_Required tasks:_
1. Repeat the passage of the Biggles text from "Above left: Frank" up to and including "on Louis Strange.".
2. According to the Biggles text, where is 2/Lt Ralph Gordon buried?
3. State whether each statement agrees with the Biggles text, answering yes or no and quoting the deciding words: (a) Biggles of 266 is almost identical in content to Biggles in France. (b) Gordon's observer was killed in the crash. (c) Mackay died on the same day he was injured.

═══ Provided text

Despite his own relatively short period spent on a front line squadron, Johns was able to use the anecdotes that he had heard into the foreword of some of his books.

The third Biggles book, and the second of the First World War books Biggles of the Camel Squadron (1934) contained thirteen short stories. Images courtesy of www.biggles.info

The Rescue Flight (1939) was one of only two full length Biggles books set on the western front in the Great War. Image courtesy of www.biggles.info

Biggles of 266 (1956) is almost identical in content to Biggles in France (1935). Image courtesy of Wikipedia.

Johns’ real anecdotes in Biggles

Johns, in his foreword to The Camels are Coming sets the scene by telling some anecdotes related to the RFC and RAF. He tells, for example about Lothar von Richthofen, the brother of Manfred, the Red Baron, who “shot down over 40 British machines” but was killed “in a simple cross country flight after the war”. He also refers to “Captain ‘Jock’ McKay of my squadron [who] survived three years of air warfare, only to be killed by archie [anti aircraft fire] an hour before the Armistice was signed”. Captain Donald Mackay is the officer Johns refers to, he was injured on 10 November by anti-aircraft fire during an attack on railway sidings; his observer, 2/Lt Harry Gompertz managing to land the machine. Mackay succumbed to his wounds the following day. He is buried at, Jœuf some 40 miles north of Nancy.

Captain Mackay's headstone in Joeuf Communal Cemetery

He also relates “Gordon … made a good landing, but bumped on an old road that ran across the aerodrome, turned turtle and broke his neck”. The Canadian 2/Lt Ralph Gordon was killed when returning from a raid on Kaiserslauten on 25 September 1918 and is buried at Charmes Military Cemetery, 25 miles south of Nancy. His observer, 2/Lt S Burbidge survived the crash.

 

Charmes Military Cemetery. Image courtesy of the CWGC

In the foreword to Biggles of 266 Johns tells the story of the American pilot Frank Luke “the champion balloon buster” (a pilot who specialised in attacking enemy observation balloons) who was killed after landing his aircraft in order to get a drink of water at a stream. It seems that Johns’ version of the story is inaccurate, Luke had in fact been injured and had landed as a result of the injury – although the story of him drinking from the stream may have come from French civilians. Luke is now buried at the Meuse-Argonne American Cemetery..

Above left: Frank Luke. Image courtesy of Airforce-Magazine.com

Above right: 'Last Kill of the Day' by Ivan Berryman / Cranston Fine Arts 

Another anecdote Captain Johns tells is that of a “Colonel Strange” who fell out of his machine whilst it was upside down … “But hanging on to his gun he managed to climb back, right the machine and fly home”. This story is confirmed by the Keep Military Museum’s article on Louis Strange.

══════
═══ Data shown

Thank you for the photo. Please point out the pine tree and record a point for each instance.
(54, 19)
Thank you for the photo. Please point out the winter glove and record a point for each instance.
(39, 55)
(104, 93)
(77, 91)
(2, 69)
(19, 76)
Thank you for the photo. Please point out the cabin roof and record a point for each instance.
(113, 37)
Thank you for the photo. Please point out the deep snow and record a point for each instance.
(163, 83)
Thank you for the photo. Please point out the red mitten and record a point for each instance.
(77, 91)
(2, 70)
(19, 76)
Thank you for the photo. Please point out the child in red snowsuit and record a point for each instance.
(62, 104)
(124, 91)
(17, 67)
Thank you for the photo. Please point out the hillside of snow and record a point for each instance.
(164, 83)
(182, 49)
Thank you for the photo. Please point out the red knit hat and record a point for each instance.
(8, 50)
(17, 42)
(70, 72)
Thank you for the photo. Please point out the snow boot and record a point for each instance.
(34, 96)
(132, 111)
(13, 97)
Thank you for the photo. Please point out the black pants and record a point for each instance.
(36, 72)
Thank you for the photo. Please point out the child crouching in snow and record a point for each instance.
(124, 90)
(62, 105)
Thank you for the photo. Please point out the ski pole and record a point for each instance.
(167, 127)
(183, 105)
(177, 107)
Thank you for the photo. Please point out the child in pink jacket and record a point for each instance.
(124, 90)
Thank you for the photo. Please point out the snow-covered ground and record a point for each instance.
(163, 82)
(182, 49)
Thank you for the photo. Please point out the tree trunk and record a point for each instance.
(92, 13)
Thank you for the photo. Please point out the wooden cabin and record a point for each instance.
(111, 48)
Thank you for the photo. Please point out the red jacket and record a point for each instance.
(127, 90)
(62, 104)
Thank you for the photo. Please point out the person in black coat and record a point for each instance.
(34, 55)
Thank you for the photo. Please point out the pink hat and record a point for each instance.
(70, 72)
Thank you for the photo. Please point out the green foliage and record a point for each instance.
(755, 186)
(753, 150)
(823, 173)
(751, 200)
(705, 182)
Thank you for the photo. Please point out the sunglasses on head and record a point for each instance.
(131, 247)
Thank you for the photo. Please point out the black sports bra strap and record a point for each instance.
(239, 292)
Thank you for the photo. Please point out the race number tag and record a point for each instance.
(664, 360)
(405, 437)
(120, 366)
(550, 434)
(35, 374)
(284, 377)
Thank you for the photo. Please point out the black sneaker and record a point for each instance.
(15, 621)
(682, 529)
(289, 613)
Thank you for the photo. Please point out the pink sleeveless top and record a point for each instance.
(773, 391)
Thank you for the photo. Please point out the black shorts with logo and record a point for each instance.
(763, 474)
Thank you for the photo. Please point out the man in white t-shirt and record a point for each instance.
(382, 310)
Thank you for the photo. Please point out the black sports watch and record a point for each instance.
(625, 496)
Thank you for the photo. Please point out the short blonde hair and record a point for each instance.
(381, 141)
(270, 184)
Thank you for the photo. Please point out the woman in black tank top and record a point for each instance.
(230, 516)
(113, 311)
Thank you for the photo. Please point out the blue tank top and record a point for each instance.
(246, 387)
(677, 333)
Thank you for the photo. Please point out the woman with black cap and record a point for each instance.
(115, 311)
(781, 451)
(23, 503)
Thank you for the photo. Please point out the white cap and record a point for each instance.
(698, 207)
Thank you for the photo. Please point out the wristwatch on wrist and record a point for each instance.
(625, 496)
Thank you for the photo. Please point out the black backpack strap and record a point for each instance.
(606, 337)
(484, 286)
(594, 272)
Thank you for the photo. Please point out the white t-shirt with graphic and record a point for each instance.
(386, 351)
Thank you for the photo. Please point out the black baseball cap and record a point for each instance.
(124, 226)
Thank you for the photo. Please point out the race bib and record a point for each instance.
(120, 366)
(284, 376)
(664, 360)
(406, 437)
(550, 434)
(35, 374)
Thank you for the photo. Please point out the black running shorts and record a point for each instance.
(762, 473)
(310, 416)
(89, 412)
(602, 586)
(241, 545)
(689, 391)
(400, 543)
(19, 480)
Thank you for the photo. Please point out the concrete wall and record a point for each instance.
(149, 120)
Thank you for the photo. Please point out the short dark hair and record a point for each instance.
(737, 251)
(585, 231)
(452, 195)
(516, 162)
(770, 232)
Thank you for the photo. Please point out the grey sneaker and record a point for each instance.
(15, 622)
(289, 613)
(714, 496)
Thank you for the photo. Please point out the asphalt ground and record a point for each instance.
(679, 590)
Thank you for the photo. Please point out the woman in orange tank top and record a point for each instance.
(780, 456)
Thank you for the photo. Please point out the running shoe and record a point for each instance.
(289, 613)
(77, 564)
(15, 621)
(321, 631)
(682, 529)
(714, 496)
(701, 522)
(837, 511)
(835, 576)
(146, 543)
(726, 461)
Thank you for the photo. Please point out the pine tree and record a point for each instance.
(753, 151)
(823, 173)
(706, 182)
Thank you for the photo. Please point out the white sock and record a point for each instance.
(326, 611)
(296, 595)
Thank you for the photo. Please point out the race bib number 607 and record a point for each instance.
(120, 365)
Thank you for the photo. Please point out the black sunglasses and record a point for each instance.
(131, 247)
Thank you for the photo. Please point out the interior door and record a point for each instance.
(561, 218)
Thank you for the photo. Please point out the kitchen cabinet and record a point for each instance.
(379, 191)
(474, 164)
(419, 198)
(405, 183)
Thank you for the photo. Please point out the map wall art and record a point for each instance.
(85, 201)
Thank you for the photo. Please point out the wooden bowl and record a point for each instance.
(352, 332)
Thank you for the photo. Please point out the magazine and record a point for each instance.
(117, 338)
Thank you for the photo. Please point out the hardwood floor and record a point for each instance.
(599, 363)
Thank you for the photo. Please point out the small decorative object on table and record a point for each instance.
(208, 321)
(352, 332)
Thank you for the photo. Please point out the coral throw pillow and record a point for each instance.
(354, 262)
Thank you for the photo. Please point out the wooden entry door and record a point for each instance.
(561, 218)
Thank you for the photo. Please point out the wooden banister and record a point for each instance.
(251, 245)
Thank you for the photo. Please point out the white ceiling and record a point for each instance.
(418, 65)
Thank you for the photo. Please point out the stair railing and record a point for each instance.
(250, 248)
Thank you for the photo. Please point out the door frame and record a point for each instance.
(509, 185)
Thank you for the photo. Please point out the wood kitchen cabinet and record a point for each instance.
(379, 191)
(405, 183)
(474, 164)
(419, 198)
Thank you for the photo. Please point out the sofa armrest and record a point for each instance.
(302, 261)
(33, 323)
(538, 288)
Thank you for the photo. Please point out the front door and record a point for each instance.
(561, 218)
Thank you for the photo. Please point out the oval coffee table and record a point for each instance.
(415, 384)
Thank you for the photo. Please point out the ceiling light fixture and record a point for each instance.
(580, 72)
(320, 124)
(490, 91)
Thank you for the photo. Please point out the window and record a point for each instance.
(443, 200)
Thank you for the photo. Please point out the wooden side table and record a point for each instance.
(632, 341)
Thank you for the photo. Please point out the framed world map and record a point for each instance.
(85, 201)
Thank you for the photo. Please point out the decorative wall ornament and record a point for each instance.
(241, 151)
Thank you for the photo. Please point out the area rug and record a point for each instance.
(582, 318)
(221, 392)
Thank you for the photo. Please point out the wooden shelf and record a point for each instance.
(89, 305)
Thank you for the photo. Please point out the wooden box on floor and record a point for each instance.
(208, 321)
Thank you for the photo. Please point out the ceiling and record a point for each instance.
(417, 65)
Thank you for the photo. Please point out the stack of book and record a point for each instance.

══════

_Per-task answers:_
1.
Above left: Frank Luke. Image courtesy of Airforce-Magazine.com

Above right: 'Last Kill of the Day' by Ivan Berryman / Cranston Fine Arts 

Another anecdote Captain Johns tells is that of a “Colonel Strange” who fell out of his machine whilst it was upside down … “But hanging on to his gun he managed to climb back, right the machine and fly home”. This story is confirmed by the Keep Military Museum’s article on Louis Strange.

2. Charmes Military Cemetery, 25 miles south of Nancy.

3.
(a) Yes: "Biggles of 266 (1956) is almost identical in content to Biggles in France (1935)."
(b) No: "His observer, 2/Lt S Burbidge survived the crash."
(c) No: "Mackay succumbed to his wounds the following day."